::: DOCUMENT

# Honda HRX - Oil leaks



## Monocot Master (Feb 28, 2021)

Hi folks. I have this sooty/oily crud accumulating near the valve cover on my HRX mower. Have any of you experienced this with your Honda engines, or other makes? Thanks in advance


----------



## Monocot Master (Feb 28, 2021)

This mower is less than a year old by the way. The internets pointing me to valve cover leaking oil. Hopefully the black stuff is just buildup of dirt/oil. I will not be having this repaired under warranty. I will be repairing it myself. And I will be updating this post on my findings so other Honda owners or potential owners will be in the know. I am still interested in input if anyone has something to add. Thanks!


----------



## PodScot (Mar 18, 2021)

Going off the limited view of the picture I'd say valve cover leaking. Did you check for loose bolts? Sometimes a little tightening can do the trick. Otherwise try replacing the gasket.


----------



## Monocot Master (Feb 28, 2021)

Thanks for the tips. No gasket on the valve cover of this model Honda engine, just RTV. I did not know that though until I saw a YouTube video with my exact problem. The bolts seemed awfully tight. Maybe they were overtightened during manufacture. I think the leak was coming from one or both of the upper bolts, I hate to poo-poo things made in the USA, and even more so made in the great state of NC, but dang, really?


----------



## PodScot (Mar 18, 2021)

Hondabond works well


----------



## Monocot Master (Feb 28, 2021)

Yes, I like that stuff. But had to throw out my last tube since it sat around a little too long and set up. Might be worth a stop to the Honda dealer tomorrow.


----------



## PodScot (Mar 18, 2021)

We always have it work. Might be worth a stop or permatex gray usually does the job.


----------



## SCGrassMan (Dec 17, 2017)

I'd say thats what happens when things are made in one of the two best Carolinas, but knowing the labor pool as I do in SC, the saying the wife and I use when dealing with people is "Well, that's who showed up today", meaning, most of the people don't even show up.


----------



## r7k (Jan 25, 2019)

wash off the grime and then watch and see if it comes back and then decide.

the honda valve cover is rtv'd on. Of the few GCV engines (mowers, snowblowers) I've worked on those covers have been nearly impossible to remove without bending and wrecking it, which is stamped aluminum. I've never seen one with a paper or cork gasket.

permatex ultra grey or ultra copper is all you need, or ultra black.
I've tried once cutting a gasket, don't do that, it's a waste of time. RTV is best.

you can mail order a replacement cover valve cover pretty cheap [usually] and I would source one first and know you can get it before attempting (and wrecking) the existing installed valve cover because they can be a sob to get off.

::::::

--- TASK 1 ---
Which rows contain the string "person"? Show each of them in full, treating case as significant.
The forum thread has no connection to the rows.

::: DATA ROWS

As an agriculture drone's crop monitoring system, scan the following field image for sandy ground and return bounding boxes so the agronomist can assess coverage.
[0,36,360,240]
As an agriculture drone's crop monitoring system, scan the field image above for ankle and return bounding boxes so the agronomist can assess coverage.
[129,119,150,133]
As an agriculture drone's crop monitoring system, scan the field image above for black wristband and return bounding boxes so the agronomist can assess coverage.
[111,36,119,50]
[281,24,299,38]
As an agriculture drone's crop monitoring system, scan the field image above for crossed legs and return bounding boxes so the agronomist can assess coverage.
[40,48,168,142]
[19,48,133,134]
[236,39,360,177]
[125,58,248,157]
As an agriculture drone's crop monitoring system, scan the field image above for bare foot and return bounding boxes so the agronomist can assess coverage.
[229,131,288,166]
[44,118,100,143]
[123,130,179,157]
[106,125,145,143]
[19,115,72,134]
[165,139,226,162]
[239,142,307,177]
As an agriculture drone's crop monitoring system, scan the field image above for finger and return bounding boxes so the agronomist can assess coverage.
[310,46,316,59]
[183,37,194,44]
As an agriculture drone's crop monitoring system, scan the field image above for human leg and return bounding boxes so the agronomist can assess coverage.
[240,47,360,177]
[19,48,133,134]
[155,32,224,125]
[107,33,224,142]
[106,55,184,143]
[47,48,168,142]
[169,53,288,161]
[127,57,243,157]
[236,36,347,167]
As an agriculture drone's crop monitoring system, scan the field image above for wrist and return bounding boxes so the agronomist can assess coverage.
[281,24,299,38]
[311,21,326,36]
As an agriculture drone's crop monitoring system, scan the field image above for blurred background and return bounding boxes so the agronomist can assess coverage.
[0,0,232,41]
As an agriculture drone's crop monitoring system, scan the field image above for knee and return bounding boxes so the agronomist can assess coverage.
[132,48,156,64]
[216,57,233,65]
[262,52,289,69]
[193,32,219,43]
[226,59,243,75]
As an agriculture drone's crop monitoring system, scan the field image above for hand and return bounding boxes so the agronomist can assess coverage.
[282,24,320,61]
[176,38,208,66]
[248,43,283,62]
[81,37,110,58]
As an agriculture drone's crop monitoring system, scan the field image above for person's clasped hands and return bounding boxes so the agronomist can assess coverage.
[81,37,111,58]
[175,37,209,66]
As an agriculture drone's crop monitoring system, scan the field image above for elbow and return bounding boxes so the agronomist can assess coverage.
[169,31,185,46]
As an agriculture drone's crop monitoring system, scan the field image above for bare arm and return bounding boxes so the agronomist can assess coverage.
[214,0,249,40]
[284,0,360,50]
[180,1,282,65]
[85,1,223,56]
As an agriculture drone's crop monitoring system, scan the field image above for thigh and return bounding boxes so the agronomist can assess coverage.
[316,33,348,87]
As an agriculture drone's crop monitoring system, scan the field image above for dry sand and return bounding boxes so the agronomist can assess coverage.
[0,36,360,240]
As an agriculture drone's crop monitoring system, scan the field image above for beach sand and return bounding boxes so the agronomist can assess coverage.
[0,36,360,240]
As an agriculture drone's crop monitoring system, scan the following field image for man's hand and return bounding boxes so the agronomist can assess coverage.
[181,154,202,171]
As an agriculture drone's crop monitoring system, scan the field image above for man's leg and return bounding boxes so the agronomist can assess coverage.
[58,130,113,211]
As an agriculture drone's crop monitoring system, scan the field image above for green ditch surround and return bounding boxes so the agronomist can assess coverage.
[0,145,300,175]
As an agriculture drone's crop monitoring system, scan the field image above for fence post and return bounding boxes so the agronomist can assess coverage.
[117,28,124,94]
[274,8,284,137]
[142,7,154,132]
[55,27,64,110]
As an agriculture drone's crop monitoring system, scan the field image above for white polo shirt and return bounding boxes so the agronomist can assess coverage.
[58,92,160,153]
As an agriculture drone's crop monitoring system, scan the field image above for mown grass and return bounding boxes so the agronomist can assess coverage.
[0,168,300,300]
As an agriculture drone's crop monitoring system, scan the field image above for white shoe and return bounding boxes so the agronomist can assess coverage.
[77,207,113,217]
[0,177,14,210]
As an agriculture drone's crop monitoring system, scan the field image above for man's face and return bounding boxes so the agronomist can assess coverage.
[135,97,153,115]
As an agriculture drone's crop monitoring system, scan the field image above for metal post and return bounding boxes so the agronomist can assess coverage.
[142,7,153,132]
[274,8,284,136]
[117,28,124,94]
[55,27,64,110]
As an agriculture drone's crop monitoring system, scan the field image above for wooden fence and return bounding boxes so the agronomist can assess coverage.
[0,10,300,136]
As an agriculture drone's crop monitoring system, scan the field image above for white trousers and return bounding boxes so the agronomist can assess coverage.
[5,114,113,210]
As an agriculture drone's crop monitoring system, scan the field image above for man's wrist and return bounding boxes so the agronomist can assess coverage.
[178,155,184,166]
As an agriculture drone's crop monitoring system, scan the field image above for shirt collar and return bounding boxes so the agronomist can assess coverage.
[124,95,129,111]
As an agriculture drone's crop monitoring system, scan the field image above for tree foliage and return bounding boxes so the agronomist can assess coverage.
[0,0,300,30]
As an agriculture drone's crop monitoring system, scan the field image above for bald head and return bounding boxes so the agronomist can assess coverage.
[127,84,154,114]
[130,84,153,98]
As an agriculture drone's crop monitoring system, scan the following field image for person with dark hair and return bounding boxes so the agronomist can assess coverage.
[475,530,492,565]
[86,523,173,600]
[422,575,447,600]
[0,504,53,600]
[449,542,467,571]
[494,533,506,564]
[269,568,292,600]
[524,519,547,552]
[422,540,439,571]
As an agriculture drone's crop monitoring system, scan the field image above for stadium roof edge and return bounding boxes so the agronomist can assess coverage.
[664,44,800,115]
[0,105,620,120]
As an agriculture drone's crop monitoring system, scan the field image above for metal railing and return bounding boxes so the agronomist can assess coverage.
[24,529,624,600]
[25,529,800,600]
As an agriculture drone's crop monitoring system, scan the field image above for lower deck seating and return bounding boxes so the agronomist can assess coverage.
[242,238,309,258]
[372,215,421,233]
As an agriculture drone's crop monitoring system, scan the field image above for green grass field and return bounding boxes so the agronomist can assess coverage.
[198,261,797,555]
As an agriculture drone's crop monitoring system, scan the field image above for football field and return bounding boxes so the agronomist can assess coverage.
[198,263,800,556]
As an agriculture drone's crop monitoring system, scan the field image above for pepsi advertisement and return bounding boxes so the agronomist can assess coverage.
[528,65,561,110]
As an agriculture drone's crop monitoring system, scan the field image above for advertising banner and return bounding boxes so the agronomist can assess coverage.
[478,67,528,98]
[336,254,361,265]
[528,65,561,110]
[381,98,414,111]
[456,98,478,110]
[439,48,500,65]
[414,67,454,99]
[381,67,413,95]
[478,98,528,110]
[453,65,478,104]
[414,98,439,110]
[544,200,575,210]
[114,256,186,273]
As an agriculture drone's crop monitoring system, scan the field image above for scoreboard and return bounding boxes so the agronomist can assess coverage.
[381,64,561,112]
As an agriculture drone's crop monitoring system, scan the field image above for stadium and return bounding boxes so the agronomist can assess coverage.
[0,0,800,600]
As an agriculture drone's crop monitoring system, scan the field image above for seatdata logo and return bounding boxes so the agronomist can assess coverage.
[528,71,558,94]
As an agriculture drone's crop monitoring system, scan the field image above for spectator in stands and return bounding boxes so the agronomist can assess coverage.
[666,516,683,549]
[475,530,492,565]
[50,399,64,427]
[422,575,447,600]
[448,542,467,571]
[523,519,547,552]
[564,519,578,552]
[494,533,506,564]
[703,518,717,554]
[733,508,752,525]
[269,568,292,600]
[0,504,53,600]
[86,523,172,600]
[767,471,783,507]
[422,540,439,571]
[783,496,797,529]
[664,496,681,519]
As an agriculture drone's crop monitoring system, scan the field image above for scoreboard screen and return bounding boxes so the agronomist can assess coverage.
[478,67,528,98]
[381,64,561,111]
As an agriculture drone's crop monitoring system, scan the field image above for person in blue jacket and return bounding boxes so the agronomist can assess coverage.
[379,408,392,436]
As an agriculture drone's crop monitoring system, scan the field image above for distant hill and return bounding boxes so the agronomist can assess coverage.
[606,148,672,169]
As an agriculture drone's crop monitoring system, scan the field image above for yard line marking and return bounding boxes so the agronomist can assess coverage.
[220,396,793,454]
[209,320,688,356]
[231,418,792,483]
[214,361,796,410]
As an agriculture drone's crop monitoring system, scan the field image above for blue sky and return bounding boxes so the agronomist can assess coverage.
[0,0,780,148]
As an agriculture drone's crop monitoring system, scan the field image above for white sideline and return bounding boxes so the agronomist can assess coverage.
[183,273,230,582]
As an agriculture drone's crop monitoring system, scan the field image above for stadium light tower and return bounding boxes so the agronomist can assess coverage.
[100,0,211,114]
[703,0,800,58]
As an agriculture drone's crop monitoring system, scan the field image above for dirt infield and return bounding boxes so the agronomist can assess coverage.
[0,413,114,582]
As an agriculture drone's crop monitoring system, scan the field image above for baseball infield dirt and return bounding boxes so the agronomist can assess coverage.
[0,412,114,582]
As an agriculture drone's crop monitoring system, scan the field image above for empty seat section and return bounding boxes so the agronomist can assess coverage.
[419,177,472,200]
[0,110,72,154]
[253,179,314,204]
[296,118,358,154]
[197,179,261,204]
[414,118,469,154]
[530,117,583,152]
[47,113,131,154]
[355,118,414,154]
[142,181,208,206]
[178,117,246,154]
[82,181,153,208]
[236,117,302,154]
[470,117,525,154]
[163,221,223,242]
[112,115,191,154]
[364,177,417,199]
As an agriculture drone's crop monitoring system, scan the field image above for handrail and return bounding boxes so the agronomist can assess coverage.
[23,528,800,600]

::::::

--- TASK 2 ---
Which usernames appear as posters in the forum thread about the Honda HRX oil leak?

--- WRITTEN SOLUTION 1 ---
As an agriculture drone's crop monitoring system, scan the field image above for person's clasped hands and return bounding boxes so the agronomist can assess coverage.
As an agriculture drone's crop monitoring system, scan the following field image for person with dark hair and return bounding boxes so the agronomist can assess coverage.
As an agriculture drone's crop monitoring system, scan the field image above for person in blue jacket and return bounding boxes so the agronomist can assess coverage.

--- WRITTEN SOLUTION 2 ---
Monocot Master, PodScot, SCGrassMan, r7k